• **ОТРЫВОК**:
========
Тут снова открылись двери и завели какую-то незнакомую женщину в красной суконке, с красным лицом и какой-то очень большой головой. Суконка и лицо были в крови. Когда закрылись двери, незнакомка попросила воды вымыть лицо и промыть глаза. Только по голосу я узнала нашу Марийку Нич, но где взять воды, если утром только давали пол-литра. Мы начали ее вытирать, а она рассказывать.

...Когда женщин стали вытаскивать в тундру, несколько конвоиров приставили лестницу к бараку и полезли снимать флаг. Марийка залезла под лестницу, со всей силы оттянула ее — конвоиры попадали на землю. Накинулись на нее, а дальше она ничего не помнила. Избитую, без сознания, ее выволокли за зону, а там девчата привели ее в чувство...
========
• **ИСХОДНЫЕ МАТЕРИАЛЫ**:

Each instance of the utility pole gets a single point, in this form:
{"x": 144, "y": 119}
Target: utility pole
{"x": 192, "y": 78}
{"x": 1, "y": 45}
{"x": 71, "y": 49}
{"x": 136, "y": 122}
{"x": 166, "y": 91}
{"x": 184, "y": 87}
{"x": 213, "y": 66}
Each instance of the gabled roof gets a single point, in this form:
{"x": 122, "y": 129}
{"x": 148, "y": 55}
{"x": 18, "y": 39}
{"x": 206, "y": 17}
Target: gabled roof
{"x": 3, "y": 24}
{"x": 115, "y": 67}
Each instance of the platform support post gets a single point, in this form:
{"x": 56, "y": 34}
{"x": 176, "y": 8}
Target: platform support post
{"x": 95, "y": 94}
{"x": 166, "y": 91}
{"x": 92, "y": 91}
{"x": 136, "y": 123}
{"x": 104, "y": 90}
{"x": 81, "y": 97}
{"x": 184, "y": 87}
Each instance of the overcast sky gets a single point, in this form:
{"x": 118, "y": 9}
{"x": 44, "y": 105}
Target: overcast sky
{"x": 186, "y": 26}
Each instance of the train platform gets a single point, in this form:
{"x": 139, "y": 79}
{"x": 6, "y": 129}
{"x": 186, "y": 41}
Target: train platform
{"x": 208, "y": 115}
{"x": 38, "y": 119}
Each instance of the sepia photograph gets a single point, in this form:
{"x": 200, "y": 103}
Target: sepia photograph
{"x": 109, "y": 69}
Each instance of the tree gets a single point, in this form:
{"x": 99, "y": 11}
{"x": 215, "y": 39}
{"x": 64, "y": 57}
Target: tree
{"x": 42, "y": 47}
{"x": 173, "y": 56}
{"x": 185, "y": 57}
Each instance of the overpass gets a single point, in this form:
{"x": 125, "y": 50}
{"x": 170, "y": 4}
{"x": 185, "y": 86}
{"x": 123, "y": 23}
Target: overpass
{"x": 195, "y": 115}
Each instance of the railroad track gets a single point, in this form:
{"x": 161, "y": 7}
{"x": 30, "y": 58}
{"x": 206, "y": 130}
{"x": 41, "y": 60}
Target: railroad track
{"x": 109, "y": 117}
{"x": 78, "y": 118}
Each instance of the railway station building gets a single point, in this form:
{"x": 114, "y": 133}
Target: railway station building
========
• **ЗАДАНИЯ**:
(1) Сколько воды давали утром, согласно отрывку?
(2) Перепечатайте часть отрывка, начиная со слов «Тут снова открылись» и заканчивая словами «ее в чувство...».
(3) Определите, согласуются ли с отрывком утверждения: (a) незнакомая женщина была в красной суконке; (b) Марийку Нич узнали по лицу; (c) конвоиры приставили лестницу к бараку, чтобы снять флаг.
Список — это отдельный материал.

• **ОТВЕТЫ**:
(1) Пол-литра.

(2)
Тут снова открылись двери и завели какую-то незнакомую женщину в красной суконке, с красным лицом и какой-то очень большой головой. Суконка и лицо были в крови. Когда закрылись двери, незнакомка попросила воды вымыть лицо и промыть глаза. Только по голосу я узнала нашу Марийку Нич, но где взять воды, если утром только давали пол-литра. Мы начали ее вытирать, а она рассказывать.

...Когда женщин стали вытаскивать в тундру, несколько конвоиров приставили лестницу к бараку и полезли снимать флаг. Марийка залезла под лестницу, со всей силы оттянула ее — конвоиры попадали на землю. Накинулись на нее, а дальше она ничего не помнила. Избитую, без сознания, ее выволокли за зону, а там девчата привели ее в чувство...

(3)
(a) Да: «завели какую-то незнакомую женщину в красной суконке».
(b) Нет: «Только по голосу я узнала нашу Марийку Нич».
(c) Да: «несколько конвоиров приставили лестницу к бараку и полезли снимать флаг».